Source data
______________________________
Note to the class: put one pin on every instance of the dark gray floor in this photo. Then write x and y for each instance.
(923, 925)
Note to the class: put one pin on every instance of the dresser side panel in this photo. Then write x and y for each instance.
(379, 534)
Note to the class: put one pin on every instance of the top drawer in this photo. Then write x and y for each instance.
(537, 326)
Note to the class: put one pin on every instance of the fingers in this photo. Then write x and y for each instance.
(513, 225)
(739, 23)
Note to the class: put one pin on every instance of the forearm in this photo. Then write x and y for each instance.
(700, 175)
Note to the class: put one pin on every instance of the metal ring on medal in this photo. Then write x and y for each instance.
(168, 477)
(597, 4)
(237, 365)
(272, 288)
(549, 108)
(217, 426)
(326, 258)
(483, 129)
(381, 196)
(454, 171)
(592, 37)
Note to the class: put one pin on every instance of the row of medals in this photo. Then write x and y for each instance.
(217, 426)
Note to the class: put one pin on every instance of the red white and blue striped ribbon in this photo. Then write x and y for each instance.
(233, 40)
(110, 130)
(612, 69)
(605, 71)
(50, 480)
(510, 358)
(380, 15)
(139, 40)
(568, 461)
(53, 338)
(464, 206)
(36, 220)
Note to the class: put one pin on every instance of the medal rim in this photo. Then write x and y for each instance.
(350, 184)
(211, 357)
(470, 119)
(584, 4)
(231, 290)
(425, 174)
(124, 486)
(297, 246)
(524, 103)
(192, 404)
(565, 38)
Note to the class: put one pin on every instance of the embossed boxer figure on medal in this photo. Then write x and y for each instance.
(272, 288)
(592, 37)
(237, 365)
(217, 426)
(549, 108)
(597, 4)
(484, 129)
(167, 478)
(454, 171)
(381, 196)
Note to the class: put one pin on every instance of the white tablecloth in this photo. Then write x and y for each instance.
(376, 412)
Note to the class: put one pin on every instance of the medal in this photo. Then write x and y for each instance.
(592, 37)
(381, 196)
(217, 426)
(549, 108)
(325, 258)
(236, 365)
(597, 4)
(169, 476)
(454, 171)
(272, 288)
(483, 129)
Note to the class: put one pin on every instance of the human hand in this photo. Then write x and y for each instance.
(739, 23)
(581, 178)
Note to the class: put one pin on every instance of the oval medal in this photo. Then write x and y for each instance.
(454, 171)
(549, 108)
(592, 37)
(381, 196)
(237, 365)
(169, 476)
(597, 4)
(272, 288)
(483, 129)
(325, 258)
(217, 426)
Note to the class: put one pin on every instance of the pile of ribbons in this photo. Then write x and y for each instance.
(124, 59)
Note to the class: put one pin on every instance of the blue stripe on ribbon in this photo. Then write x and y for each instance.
______________________________
• [ASSIGNED TASK]: All the records above must be transcribed without a single change to any word.

• [TASK RESULT]:
Note to the class: put one pin on every instance of the dark gray floor in this photo. Then write x and y for each instance.
(923, 925)
Note to the class: put one pin on every instance of the dresser side panel in this photo. Then write x and y for each instance.
(379, 534)
Note to the class: put one pin on every instance of the top drawer in this photo. Then write x and y for each instance.
(537, 326)
Note to the class: put one pin on every instance of the fingers in this photo. Then write x and y for each instance.
(513, 225)
(739, 23)
Note to the class: put one pin on every instance of the forearm in this photo. Then write x and y for each instance.
(700, 175)
Note to the class: put one pin on every instance of the metal ring on medal in this photo. Then write x and y for each instance.
(168, 477)
(597, 4)
(237, 365)
(272, 288)
(549, 108)
(217, 426)
(326, 258)
(483, 129)
(381, 196)
(454, 171)
(592, 37)
Note to the class: put one pin on every instance of the row of medals in this photo. Then write x and y for each instance.
(217, 426)
Note to the class: put one pin on every instance of the red white and blue striped ribbon in this photo. Then write x and y for each instance.
(233, 40)
(110, 130)
(612, 69)
(605, 71)
(50, 480)
(510, 358)
(380, 15)
(139, 40)
(568, 461)
(53, 338)
(464, 206)
(36, 220)
Note to the class: put one pin on every instance of the medal rim in this photo. Then write x and y for each instance.
(350, 184)
(211, 357)
(470, 119)
(584, 4)
(231, 290)
(425, 174)
(124, 486)
(297, 246)
(524, 103)
(192, 404)
(565, 38)
Note to the class: put one pin on every instance of the embossed boxer figure on medal in this photo. Then write x and y for each instance.
(272, 288)
(592, 37)
(237, 365)
(217, 426)
(549, 108)
(597, 4)
(484, 129)
(167, 478)
(454, 171)
(381, 196)
Note to the class: put one pin on every instance of the white tablecloth in this photo. Then write x and y for each instance.
(376, 412)
Note to the class: put one pin on every instance of the medal in this photo. Then write x and y for each instance.
(592, 37)
(381, 196)
(217, 426)
(549, 108)
(325, 258)
(236, 365)
(597, 4)
(169, 476)
(454, 171)
(272, 288)
(483, 129)
Note to the class: put one pin on every instance of the human hand in this photo. Then write x and y for each instance.
(739, 23)
(581, 178)
Note to the class: put one pin on every instance of the oval medal in this photo. Then write x and y for each instance.
(454, 171)
(549, 108)
(592, 37)
(381, 196)
(237, 365)
(169, 476)
(597, 4)
(272, 288)
(483, 129)
(325, 258)
(217, 426)
Note to the class: put one pin on every instance of the pile of ribbons in this photo. Then write x and y for each instance.
(124, 59)
Note to the class: put one pin on every instance of the blue stripe on ribbon in this photo. Then write x and y for each instance.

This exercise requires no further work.